WHAT YOU HAVE TO DO =>
Please find every line in the entries below that contains the word "Target" and copy each of those lines.

TASK INPUTS =>
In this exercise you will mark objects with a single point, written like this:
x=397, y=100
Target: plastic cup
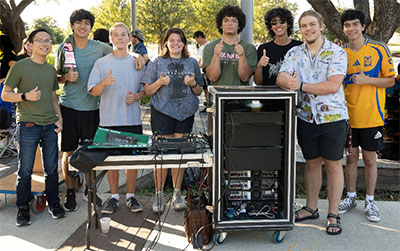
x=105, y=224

---

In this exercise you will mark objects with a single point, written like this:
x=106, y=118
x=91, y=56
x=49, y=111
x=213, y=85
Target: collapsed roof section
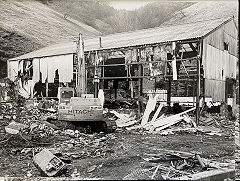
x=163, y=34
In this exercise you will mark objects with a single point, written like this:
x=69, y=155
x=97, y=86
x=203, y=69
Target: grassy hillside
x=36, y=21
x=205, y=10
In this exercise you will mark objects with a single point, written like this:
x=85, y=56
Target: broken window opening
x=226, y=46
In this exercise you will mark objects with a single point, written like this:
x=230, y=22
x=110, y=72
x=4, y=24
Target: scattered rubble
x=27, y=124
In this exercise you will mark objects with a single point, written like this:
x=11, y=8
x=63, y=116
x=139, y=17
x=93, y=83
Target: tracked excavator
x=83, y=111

RESULT OF THIS TASK =>
Target: plastic cup
Target: collapsed roof section
Target: grassy hillside
Target: broken window opening
Target: scattered rubble
Target: tracked excavator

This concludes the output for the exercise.